**Exercise directions**
Locate every line in the records below that contains the string "dense", and copy each such line. Case counts.

**Listed entries**
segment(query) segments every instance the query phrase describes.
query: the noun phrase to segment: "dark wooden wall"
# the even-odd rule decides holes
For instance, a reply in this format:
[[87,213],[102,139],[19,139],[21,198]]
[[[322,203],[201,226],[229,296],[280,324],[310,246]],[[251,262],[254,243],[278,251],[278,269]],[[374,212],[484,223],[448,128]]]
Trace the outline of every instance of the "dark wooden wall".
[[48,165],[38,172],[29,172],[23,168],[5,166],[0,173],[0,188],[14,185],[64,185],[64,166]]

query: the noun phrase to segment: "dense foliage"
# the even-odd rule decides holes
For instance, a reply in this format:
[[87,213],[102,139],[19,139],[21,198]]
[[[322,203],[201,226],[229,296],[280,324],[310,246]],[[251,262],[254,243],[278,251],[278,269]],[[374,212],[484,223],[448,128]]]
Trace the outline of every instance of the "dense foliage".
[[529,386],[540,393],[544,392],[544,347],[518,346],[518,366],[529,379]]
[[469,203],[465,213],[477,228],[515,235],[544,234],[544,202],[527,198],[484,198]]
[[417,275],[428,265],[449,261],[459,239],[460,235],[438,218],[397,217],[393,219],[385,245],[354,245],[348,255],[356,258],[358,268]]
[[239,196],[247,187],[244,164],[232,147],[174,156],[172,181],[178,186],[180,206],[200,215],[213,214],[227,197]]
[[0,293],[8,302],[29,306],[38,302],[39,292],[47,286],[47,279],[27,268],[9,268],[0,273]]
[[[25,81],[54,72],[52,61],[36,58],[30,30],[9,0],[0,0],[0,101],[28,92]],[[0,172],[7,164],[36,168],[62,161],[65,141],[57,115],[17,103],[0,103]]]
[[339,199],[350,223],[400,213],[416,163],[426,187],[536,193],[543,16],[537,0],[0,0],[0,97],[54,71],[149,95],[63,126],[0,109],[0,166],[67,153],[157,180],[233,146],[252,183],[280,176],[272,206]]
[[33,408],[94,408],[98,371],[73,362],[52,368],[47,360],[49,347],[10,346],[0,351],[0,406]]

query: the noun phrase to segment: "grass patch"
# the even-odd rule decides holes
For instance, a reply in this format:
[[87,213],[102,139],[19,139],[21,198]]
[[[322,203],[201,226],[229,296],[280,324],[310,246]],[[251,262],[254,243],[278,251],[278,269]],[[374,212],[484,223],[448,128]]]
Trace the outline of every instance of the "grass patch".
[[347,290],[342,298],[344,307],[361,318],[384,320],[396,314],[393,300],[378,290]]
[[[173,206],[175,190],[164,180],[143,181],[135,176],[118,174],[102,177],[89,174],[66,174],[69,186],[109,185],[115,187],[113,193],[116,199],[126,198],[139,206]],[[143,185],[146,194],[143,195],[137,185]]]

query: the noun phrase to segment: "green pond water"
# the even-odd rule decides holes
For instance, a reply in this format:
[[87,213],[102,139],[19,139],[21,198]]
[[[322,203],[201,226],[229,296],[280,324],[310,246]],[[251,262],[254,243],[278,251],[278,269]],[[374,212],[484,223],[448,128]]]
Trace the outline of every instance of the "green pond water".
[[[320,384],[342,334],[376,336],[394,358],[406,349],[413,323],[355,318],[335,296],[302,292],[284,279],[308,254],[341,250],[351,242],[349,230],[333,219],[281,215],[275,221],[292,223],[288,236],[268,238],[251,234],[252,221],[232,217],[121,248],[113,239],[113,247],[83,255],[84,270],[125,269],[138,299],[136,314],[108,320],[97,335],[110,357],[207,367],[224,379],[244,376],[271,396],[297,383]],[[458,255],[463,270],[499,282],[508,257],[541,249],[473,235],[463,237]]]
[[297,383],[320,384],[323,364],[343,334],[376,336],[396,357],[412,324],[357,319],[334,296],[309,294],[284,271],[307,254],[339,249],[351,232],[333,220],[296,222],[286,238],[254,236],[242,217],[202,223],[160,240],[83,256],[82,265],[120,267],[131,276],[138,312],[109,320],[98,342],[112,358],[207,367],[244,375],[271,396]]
...
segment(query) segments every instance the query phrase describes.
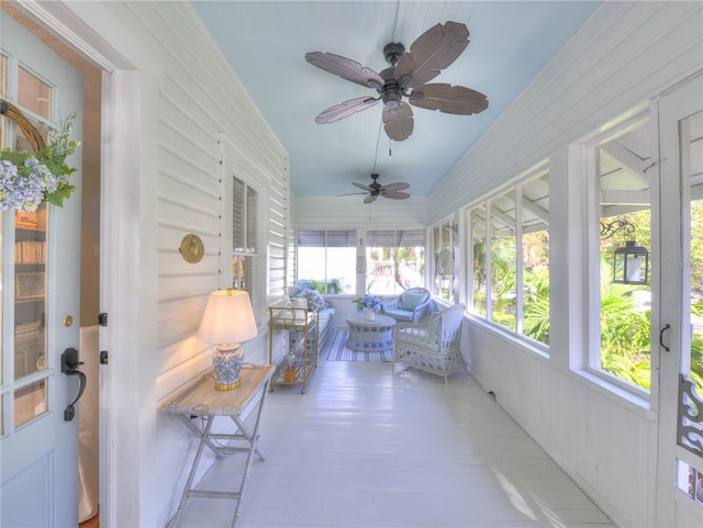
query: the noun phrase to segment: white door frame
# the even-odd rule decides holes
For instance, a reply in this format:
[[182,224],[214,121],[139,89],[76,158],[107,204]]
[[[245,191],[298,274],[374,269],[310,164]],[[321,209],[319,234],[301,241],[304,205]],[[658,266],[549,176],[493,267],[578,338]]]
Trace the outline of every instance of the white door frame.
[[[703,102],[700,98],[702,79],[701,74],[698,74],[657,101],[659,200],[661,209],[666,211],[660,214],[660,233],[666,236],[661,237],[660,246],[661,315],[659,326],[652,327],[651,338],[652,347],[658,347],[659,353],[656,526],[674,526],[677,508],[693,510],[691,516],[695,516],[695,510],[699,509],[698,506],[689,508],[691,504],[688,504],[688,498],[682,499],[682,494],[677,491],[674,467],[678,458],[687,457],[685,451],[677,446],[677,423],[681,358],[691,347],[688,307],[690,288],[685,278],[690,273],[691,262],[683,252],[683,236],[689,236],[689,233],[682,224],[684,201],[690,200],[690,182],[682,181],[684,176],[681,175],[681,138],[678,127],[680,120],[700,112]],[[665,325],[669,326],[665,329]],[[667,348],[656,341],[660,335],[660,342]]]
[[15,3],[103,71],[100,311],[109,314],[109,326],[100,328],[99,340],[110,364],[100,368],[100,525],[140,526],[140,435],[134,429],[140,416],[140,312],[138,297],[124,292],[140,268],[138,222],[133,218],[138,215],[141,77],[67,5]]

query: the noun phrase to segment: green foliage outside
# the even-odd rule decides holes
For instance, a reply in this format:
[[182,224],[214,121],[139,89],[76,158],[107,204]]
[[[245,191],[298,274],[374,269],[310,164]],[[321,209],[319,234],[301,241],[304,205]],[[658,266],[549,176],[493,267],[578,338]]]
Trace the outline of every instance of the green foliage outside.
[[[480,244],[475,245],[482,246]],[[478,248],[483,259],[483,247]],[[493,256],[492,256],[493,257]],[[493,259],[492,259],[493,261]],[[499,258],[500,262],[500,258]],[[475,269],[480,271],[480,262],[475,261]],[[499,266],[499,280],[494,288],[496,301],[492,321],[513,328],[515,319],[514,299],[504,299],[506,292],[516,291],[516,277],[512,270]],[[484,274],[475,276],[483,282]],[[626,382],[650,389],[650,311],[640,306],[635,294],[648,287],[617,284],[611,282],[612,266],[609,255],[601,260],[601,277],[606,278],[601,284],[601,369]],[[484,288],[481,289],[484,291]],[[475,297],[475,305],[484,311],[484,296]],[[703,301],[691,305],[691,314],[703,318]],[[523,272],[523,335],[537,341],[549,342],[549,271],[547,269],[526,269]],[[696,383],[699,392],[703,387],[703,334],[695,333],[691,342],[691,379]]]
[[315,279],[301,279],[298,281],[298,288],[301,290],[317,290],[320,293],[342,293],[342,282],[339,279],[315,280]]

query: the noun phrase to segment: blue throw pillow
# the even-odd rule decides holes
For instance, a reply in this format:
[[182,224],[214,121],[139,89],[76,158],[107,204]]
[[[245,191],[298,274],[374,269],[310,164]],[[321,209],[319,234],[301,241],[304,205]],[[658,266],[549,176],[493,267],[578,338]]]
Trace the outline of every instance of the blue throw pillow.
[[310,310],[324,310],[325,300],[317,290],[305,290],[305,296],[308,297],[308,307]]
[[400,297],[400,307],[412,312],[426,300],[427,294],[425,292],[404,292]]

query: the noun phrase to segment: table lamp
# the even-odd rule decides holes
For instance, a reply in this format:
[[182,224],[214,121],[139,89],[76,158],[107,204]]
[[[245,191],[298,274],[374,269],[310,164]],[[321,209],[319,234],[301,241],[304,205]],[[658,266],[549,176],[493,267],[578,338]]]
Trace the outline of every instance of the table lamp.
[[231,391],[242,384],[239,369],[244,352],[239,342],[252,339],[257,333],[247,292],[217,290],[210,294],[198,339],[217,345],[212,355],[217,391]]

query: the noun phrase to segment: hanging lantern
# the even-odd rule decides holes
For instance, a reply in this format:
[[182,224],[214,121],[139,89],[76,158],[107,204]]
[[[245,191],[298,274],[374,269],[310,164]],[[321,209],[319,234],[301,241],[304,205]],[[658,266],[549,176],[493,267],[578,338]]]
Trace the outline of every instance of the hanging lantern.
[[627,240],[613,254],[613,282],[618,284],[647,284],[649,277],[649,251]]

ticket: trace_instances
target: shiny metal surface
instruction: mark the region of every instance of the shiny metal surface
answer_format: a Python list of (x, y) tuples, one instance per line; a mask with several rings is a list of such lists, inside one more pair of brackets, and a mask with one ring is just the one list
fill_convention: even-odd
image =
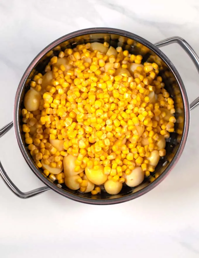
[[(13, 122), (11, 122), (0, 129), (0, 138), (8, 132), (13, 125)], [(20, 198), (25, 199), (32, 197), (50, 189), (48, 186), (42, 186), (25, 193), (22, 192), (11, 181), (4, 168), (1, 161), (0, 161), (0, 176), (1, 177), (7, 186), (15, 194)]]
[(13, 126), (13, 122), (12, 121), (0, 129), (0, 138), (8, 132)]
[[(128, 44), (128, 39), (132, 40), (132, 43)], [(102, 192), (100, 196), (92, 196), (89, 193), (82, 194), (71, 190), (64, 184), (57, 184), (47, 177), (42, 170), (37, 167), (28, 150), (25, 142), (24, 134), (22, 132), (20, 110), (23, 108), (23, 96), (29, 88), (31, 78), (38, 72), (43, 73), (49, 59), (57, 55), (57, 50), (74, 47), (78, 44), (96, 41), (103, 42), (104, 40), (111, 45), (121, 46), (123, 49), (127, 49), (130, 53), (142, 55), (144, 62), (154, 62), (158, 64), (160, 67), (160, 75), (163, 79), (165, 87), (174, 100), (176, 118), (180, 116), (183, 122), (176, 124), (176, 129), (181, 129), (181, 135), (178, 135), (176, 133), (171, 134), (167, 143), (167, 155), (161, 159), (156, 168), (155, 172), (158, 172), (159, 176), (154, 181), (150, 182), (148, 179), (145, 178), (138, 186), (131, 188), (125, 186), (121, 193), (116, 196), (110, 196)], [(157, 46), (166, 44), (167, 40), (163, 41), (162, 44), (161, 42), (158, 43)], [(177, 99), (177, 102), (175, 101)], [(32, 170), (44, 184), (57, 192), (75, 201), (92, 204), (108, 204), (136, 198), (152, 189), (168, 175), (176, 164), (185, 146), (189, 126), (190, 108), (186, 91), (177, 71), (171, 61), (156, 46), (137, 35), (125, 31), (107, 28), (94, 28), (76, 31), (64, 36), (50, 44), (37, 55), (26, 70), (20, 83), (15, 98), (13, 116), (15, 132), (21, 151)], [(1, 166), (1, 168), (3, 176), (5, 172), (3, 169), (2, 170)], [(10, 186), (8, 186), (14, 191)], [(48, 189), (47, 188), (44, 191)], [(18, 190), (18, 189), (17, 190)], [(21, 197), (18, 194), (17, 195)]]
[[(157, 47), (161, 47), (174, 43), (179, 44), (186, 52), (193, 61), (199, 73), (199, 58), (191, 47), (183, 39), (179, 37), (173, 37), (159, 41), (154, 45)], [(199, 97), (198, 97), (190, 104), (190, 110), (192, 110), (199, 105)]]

**Written answer**
query: the noun phrase to segment: "dense foliage"
Trace the outline of every instance of the "dense foliage".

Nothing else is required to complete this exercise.